Passage given

The Ramones – 40 Years of Punk Rock & the Blitzkrieg Bop

The Ramones Album Cover - 1976

The Ramones Album Cover – 1976

The Ramones are legendary!  Formed in New York City in 1974 where they received limited commercial success.  Joey (lead singer), Johnny (guitarist), Dee Dee (bassist), and Tommy (drummer) were major influences on the Punk Movement in the 1970s in both the United States and United Kingdom.  In 1974 the band was formed. The Ramones had their first performance on March 30, 1974 at Performance Studios.  The Ramones had timing and luck on their side as a new music (punk rock) scene was emerging in Manhattan at two clubs – Max’s Kansas City and CBGB’s.  CBGB’s is known for the birth of punk rock and if the walls of that club could talk we would hear the stories of the B-52’s, Joan Jett and the Blackhearts, Blondie, and the Ramones.

In 1975 the band was signed to a deal with Sire Records by Seymour Stein.  The band was unique with songs built on rhythms and guitar riffs that makes the audience want to jump up and down as well as the lack of lyrical complications it was easy to just fall into the music.  The 70s become the age of music segregation – the hippy music that was all about the lyrics and the punk rock scene that was all about the rhythms, riffs, and bass beats.

Given entries
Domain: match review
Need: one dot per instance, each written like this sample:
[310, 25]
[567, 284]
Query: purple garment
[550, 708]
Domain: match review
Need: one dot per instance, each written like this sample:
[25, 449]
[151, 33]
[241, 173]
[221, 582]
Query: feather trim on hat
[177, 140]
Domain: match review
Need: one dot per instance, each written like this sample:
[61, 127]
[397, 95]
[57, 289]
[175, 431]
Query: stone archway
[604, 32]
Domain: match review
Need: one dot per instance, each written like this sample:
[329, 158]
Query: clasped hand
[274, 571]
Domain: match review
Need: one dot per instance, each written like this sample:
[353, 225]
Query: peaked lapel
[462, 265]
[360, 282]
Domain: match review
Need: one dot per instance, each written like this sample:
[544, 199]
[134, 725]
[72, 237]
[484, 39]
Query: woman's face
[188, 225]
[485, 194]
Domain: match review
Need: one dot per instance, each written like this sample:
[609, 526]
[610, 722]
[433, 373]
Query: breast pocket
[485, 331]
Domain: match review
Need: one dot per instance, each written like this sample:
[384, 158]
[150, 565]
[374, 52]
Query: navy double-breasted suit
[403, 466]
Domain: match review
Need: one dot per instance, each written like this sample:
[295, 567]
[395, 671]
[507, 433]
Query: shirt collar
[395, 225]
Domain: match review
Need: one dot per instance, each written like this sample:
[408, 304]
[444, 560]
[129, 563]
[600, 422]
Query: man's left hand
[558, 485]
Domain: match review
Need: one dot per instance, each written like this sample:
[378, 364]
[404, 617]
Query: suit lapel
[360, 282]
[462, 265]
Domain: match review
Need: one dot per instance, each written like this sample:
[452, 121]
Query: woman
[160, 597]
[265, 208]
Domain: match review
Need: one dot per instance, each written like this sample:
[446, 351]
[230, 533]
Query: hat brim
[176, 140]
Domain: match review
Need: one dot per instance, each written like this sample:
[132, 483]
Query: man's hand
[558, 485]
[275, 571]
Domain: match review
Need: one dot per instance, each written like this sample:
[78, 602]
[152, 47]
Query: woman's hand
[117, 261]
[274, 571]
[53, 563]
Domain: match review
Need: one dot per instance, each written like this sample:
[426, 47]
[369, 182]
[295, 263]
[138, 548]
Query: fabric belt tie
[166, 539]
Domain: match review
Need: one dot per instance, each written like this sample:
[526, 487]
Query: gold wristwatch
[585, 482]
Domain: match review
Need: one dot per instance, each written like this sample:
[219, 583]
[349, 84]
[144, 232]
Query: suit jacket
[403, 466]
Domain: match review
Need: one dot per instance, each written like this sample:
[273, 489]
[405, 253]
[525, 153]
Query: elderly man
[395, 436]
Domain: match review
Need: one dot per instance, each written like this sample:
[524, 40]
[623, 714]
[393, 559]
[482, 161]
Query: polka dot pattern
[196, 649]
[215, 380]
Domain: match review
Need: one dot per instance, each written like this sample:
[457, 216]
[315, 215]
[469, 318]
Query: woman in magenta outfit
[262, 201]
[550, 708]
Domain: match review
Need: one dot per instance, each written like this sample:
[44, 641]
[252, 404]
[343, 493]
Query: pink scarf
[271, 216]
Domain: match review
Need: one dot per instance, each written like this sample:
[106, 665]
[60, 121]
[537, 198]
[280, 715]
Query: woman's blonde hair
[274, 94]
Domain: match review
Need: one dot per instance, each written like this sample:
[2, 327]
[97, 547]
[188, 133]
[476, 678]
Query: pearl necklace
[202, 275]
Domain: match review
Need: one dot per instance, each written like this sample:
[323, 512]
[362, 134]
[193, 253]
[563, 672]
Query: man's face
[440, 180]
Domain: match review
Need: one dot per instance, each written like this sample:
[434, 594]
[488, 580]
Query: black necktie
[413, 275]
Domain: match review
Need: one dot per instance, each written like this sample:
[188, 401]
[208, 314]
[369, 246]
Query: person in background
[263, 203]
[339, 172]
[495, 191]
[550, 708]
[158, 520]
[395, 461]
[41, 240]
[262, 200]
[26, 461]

==

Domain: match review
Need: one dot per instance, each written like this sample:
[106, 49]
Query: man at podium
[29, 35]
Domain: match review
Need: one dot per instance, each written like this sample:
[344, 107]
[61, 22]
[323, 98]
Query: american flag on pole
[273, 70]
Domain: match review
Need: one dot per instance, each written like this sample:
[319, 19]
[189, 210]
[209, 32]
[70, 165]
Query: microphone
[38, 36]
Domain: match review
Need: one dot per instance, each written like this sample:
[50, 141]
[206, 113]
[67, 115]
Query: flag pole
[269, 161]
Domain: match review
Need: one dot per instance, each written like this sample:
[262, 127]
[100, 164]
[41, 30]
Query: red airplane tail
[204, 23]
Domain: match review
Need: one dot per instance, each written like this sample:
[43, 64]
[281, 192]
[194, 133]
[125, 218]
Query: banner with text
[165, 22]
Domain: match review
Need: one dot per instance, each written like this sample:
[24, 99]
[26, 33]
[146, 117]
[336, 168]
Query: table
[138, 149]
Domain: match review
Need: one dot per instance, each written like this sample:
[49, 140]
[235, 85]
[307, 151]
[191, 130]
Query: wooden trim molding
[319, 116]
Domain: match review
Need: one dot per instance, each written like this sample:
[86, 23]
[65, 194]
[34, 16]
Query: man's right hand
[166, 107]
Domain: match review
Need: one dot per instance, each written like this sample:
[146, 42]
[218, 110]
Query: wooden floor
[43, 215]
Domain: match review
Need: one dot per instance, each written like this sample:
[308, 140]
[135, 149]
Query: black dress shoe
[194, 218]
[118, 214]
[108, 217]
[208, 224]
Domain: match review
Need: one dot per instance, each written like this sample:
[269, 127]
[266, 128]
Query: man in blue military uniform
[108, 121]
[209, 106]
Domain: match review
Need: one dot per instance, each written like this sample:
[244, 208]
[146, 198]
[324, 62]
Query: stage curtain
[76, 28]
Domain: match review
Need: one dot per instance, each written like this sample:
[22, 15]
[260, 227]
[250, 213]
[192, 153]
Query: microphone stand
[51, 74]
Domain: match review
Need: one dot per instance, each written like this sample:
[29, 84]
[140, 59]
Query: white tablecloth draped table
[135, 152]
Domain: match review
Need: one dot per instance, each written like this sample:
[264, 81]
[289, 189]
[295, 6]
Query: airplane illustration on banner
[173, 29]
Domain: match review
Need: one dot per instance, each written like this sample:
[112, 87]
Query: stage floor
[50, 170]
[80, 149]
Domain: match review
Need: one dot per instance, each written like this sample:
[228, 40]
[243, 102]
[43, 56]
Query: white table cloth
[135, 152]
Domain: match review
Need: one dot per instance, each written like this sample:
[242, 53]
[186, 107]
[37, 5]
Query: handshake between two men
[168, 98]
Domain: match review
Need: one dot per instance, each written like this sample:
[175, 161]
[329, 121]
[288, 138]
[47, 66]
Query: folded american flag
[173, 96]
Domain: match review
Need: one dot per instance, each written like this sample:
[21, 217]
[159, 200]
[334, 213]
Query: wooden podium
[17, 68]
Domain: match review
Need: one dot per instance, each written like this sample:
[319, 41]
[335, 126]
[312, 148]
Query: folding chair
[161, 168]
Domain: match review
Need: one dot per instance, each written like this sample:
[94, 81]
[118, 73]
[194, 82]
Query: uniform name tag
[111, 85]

What to do
A - According to the Ramones article, who signed the band to Sire Records in 1975?
B - List every line of the entries that contains the string "pole". Matches must be case-sensitive.

Task-by-task solutions
A - Seymour Stein

B -
Query: american flag on pole
Query: flag pole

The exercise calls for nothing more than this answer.